• _Text provided_

_____

# Binary Sector overlay diagram in a radial plot

I am analyzing some data from a system that can have some binary configurations. I thought that a good strategy would be to visualize the output as a radial plot and overlay its binary configuration like sectors, as can be seen in the image. My problem is the following I'm trying to automatize the part of plotting the colored sectors. Is there any package TikZ package that would simplify my life? Is there any package that allowing to transform a number (in this case 1..7) into binary and then examine the binary string to color the sectors accordingly ?

I thought that in the examples website I would find some binary encoding to generate patterns such as the ones used to generate optic encoders like those in the figure, but I did not. There's though a dardboard, but the problem is different the coloring is done manually. Edit: I slightly (or greatly) misunderstood the OP's requirements. The original answer is at the bottom.

This answer requires the latest CVS version of PGF for the new math library. Note that as this hasn't formed part of an official release it may (but is unlikely to) change.

_____

• _Data supplied_
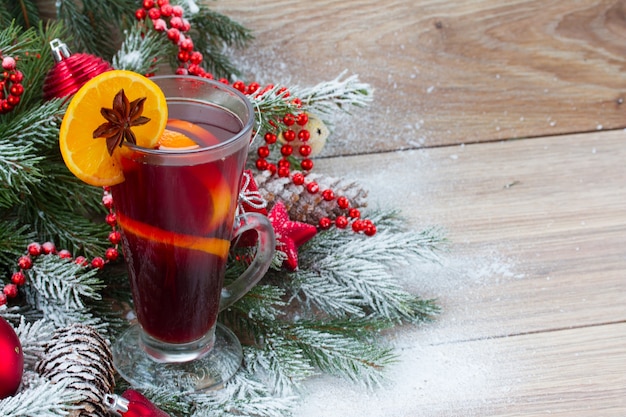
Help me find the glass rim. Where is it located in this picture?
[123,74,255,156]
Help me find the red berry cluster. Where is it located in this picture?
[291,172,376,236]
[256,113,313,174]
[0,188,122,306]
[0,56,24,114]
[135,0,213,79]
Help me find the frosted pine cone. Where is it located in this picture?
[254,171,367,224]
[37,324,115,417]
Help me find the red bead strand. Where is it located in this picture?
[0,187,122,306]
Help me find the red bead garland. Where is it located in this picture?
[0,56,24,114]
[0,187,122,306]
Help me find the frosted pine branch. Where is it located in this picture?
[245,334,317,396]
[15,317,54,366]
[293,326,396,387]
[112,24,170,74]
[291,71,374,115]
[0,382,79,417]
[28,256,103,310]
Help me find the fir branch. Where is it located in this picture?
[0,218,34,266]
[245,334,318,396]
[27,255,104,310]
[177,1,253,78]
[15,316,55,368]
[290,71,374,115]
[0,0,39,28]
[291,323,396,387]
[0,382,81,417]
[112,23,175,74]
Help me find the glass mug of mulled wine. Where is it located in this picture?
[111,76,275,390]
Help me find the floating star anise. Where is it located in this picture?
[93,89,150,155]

_____

• _To-do list_
A – Summarize the forum thread on binary sector overlays in two sentences.
B – In the forum thread on binary sector overlays, what problem does the poster see with the dartboard found on the examples website?

• _Written answers_
A – The poster wants to visualize a system's output as a radial plot and overlay its binary configurations as colored sectors, and asks whether a TikZ package could convert a number such as 1 to 7 into binary and color the sectors from that string. The answer requires the latest CVS version of PGF for its new math library, which has not yet been part of an official release.

B – Its coloring is done manually.